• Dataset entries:

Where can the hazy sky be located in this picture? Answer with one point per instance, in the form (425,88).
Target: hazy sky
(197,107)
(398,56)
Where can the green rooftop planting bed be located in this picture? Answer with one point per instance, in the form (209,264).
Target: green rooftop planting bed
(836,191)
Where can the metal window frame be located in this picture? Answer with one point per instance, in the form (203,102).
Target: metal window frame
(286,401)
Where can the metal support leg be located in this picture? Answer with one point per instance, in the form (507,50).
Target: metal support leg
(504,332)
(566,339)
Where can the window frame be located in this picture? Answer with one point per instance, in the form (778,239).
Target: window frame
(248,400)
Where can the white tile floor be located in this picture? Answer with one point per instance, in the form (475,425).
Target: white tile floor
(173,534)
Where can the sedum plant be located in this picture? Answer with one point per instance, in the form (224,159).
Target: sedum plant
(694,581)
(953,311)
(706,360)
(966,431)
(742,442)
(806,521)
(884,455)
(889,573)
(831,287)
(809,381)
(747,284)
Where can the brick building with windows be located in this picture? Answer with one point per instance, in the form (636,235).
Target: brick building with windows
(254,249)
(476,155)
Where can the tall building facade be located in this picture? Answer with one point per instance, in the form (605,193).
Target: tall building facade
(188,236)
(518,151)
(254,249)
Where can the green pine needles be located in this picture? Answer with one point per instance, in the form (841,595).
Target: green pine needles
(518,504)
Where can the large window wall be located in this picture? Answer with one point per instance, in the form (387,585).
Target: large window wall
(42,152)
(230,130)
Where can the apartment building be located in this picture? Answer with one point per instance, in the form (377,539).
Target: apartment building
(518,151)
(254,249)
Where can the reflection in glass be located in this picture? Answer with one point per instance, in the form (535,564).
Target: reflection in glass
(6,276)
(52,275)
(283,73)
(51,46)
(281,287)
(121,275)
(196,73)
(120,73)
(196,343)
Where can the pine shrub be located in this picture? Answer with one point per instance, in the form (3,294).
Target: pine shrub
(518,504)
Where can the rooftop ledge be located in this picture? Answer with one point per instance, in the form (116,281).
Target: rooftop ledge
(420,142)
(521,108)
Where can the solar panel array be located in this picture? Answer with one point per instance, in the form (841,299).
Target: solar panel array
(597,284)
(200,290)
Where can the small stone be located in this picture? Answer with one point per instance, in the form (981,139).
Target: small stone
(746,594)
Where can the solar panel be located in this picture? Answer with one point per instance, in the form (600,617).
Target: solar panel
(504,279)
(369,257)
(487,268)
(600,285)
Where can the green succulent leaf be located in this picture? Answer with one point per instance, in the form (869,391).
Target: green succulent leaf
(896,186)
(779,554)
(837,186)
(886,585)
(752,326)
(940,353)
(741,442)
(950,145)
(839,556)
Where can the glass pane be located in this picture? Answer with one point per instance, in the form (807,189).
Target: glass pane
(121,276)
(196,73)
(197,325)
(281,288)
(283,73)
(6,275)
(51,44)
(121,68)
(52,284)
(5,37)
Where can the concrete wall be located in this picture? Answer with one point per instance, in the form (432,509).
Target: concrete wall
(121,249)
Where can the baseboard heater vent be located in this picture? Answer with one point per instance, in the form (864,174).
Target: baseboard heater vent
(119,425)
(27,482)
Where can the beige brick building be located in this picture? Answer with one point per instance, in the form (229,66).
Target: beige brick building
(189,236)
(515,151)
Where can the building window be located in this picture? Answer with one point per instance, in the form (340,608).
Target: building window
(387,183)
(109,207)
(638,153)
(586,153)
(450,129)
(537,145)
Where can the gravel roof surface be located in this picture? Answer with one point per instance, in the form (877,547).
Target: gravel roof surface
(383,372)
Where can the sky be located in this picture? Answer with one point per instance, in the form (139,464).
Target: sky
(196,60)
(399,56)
---
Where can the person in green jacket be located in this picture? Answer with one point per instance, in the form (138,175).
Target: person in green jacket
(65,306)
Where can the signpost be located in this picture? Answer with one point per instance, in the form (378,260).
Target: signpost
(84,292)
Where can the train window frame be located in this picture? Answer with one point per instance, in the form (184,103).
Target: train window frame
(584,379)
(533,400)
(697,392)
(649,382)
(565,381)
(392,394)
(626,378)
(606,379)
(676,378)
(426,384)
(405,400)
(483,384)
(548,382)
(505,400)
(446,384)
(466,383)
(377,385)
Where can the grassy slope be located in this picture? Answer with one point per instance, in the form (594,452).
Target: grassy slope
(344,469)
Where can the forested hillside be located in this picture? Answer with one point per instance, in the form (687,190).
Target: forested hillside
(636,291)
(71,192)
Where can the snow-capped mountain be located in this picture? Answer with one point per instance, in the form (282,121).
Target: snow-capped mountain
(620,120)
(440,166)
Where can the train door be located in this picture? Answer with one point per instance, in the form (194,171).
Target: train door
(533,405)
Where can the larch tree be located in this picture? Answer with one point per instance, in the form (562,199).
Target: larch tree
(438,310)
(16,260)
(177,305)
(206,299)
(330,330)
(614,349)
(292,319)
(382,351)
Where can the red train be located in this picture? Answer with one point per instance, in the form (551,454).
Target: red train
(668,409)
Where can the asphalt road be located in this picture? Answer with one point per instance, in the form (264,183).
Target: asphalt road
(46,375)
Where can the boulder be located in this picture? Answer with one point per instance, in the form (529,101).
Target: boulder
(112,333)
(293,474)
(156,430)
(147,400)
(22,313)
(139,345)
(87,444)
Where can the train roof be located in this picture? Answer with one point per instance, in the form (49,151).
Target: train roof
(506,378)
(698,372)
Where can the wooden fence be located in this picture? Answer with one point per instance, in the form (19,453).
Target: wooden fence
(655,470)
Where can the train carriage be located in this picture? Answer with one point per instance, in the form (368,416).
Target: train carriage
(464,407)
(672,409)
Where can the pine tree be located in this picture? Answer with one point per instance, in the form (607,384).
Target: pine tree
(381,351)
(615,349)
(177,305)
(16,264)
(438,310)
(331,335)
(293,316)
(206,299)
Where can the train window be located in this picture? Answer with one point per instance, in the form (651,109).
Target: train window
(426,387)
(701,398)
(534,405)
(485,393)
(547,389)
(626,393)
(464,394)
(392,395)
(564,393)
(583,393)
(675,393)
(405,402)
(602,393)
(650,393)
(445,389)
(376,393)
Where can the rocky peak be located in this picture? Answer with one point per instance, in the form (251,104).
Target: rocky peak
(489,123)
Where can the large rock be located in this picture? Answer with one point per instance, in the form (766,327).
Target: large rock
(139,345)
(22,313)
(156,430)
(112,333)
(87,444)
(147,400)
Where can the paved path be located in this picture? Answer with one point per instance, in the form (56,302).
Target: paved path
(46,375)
--
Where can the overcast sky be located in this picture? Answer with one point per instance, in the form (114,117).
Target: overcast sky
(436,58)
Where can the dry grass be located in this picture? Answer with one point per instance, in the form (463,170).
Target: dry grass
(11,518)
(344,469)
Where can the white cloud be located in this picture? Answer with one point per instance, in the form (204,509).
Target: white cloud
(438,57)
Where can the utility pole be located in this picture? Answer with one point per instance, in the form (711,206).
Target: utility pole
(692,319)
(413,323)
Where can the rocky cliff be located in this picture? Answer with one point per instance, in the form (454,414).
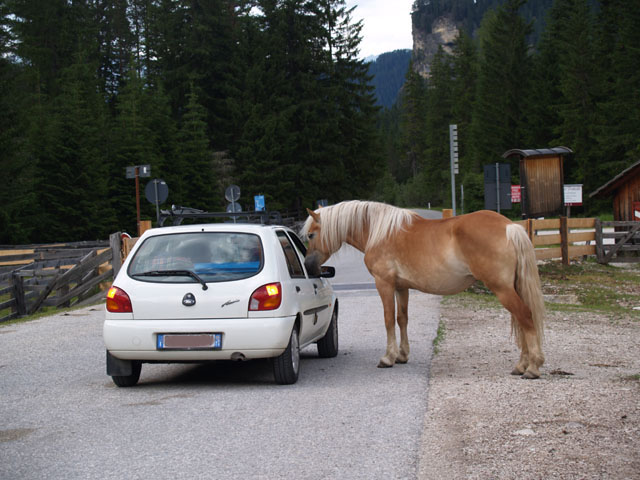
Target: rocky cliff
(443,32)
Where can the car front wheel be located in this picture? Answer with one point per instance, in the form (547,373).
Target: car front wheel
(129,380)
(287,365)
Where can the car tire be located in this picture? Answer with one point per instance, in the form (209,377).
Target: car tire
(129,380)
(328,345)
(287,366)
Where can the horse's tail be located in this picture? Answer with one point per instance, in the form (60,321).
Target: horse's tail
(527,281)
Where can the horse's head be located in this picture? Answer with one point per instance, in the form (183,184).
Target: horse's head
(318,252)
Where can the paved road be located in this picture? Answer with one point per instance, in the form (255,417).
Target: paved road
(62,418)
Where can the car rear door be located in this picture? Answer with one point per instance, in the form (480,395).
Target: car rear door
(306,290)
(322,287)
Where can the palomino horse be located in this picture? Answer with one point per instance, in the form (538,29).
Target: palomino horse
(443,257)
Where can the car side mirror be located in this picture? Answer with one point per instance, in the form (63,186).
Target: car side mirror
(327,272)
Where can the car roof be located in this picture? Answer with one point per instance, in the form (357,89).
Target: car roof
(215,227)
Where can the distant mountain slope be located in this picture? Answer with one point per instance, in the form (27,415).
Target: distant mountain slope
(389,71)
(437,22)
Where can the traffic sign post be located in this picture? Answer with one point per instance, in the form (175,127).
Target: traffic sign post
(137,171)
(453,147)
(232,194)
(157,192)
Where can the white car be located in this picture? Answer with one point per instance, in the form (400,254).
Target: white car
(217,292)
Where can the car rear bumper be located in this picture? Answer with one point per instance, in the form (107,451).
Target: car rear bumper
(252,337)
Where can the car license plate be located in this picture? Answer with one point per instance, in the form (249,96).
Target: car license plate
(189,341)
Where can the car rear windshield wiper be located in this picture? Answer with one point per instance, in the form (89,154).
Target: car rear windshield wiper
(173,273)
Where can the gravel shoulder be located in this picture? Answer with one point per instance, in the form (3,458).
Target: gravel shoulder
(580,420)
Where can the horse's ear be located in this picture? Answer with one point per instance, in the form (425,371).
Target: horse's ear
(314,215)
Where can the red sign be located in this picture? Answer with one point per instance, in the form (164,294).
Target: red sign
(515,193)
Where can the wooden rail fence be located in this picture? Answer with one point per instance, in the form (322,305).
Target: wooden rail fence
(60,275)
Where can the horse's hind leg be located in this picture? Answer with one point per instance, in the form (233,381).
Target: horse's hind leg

• WHAT TO PRODUCE: Return each line of the listing above that contains the string "rooftop".

• RESPONSE TO THIS EXERCISE:
Where can the green rooftop planting bed be located in this picture? Answer with one point per instance, in the form (209,264).
Target: green rooftop planting bed
Where can the rooftop ledge be located in this picture? Answer with one point per instance, in the form (116,281).
Target: rooftop ledge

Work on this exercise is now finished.